Would you copy out the whole listing exactly as given?

==== DATA FOR THIS EXERCISE ====

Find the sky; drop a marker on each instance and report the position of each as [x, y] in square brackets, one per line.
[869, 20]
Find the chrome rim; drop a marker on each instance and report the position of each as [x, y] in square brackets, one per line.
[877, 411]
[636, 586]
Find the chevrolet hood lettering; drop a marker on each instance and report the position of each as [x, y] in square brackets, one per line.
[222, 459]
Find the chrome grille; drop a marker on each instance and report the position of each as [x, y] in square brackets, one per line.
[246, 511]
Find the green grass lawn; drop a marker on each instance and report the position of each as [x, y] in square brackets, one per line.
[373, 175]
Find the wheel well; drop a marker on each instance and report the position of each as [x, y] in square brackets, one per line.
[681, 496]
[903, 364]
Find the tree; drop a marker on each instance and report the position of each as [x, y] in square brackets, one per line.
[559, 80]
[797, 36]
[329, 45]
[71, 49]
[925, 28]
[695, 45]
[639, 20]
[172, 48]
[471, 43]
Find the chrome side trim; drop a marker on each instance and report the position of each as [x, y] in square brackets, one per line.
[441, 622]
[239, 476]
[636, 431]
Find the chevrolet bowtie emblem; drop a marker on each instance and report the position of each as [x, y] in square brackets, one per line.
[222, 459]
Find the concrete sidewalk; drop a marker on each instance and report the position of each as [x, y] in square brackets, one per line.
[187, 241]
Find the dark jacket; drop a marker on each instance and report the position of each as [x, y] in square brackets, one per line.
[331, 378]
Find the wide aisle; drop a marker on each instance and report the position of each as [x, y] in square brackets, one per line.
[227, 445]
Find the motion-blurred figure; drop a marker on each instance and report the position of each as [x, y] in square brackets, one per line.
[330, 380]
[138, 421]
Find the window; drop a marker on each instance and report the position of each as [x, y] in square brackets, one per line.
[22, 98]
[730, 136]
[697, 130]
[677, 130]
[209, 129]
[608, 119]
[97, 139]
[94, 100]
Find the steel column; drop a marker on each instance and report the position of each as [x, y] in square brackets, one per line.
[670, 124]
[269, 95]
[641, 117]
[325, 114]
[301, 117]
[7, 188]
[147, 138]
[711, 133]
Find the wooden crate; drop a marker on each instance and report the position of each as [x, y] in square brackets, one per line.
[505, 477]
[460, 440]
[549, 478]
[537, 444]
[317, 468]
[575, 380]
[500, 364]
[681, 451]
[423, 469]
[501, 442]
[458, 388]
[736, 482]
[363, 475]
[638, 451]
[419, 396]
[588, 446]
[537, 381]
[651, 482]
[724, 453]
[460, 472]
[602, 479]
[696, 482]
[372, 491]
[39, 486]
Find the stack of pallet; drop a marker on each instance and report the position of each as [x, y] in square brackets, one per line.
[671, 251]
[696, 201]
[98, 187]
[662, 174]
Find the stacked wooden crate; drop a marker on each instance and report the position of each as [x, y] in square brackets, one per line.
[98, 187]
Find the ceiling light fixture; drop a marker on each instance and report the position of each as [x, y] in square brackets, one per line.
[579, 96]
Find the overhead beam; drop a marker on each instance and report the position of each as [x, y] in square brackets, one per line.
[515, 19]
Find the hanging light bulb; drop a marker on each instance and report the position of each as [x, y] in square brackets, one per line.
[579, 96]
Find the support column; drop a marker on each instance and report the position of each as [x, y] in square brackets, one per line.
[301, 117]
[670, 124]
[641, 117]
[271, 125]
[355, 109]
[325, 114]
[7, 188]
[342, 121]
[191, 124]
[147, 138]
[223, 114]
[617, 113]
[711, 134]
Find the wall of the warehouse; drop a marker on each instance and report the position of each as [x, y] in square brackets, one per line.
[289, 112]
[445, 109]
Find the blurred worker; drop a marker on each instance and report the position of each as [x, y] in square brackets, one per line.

====

OUTPUT -
Find the sky; drop a marker on each instance and report the position of each as [x, y] in square brackets, one per line.
[869, 20]
Find the chrome rim; drop a marker on each instance and report the position of each as [x, y] in square brackets, one per line.
[877, 411]
[636, 586]
Find the chevrolet hood lettering; drop a marker on each instance and report the position of each as [x, y] in square brackets, one per line.
[222, 459]
Find the chrome grille; drop a marker on each instance and report the position of each as [x, y] in square brackets, one per line.
[246, 511]
Find the green grass lawn; drop a marker on each instance and report the position of each as [x, y] in square brackets, one per line.
[373, 175]
Find the wheel well; drop a marker on each instance and report the position of each as [x, y] in square brackets, one per line.
[681, 496]
[903, 364]
Find the tree; drop a marker on each instance and report the position of each as [x, y] in square brackets, one per line.
[559, 80]
[797, 36]
[329, 45]
[71, 49]
[925, 28]
[695, 45]
[639, 20]
[172, 48]
[471, 43]
Find the chrome side trim; drop a marker on each instance and report the position of each as [x, y] in square brackets, one per line.
[441, 622]
[239, 476]
[636, 431]
Find the chevrolet bowtie emblem; drop a marker on each instance and report the position of each as [x, y] in square brackets, one per line.
[222, 459]
Find the concrete sidewalk; drop a marker on each instance and report the position of each as [x, y] in square brackets, one per line.
[187, 241]
Find the dark jacket; drop a marker on each instance and report the position of each as [x, y] in square brackets, one per line.
[331, 378]
Find the wide aisle; drop a marker on each instance and report the position of each as [x, y] in square brackets, one per line.
[227, 445]
Find the motion-blurred figure; drop a marker on each instance and report the position of each as [x, y] in square brackets, one per line.
[330, 380]
[138, 421]
Find the window; drop a marker on each instance and report the position of each as [x, y] in square brackets, one per line.
[22, 98]
[730, 136]
[697, 130]
[677, 130]
[209, 129]
[608, 119]
[97, 139]
[94, 100]
Find the steel column; drop a marker on each instance and report the position of each as [x, y] in square brackets, one per line.
[670, 124]
[269, 95]
[641, 117]
[325, 114]
[301, 117]
[7, 188]
[147, 138]
[711, 133]
Find the wooden crate; drop a marker on each instance and report the position of each as [x, y] in square brackets, one per line.
[505, 477]
[460, 440]
[549, 478]
[537, 444]
[317, 468]
[575, 380]
[500, 364]
[681, 451]
[423, 469]
[501, 442]
[458, 388]
[736, 482]
[363, 475]
[638, 451]
[419, 396]
[588, 446]
[537, 381]
[651, 482]
[724, 453]
[460, 472]
[602, 479]
[696, 482]
[372, 491]
[39, 486]
Find the stack of pallet; drop a marker on each instance and report the position of each as [x, y] in square brackets, one per line.
[671, 251]
[696, 201]
[98, 187]
[662, 174]
Find the stacked wooden crate; drop a marker on each instance and report the position of each as [x, y] in square brackets, one per line.
[98, 187]
Find the ceiling light fixture; drop a marker on each instance and report the position of each as [x, y] in square brackets, one per line.
[579, 96]
Find the overhead beam; drop a marker on each instance and report the position of each as [x, y] in square brackets, one per line.
[515, 19]
Find the hanging light bulb; drop a marker on each instance and report the position of each as [x, y] in square brackets, one per line.
[579, 96]
Find the support column; drop a marker on each instance and report the position of each as [x, y] in square brackets, one per line.
[301, 117]
[670, 124]
[641, 117]
[271, 125]
[355, 109]
[325, 114]
[7, 188]
[342, 121]
[191, 124]
[147, 138]
[223, 114]
[617, 113]
[711, 134]
Find the wall of the warehouse; drop a marker on each instance and report the position of each as [x, y] in square brackets, one per line.
[289, 112]
[445, 109]
Find the blurred worker; drop a marker on each instance and report the position of each as [x, y] in square brackets, one per line.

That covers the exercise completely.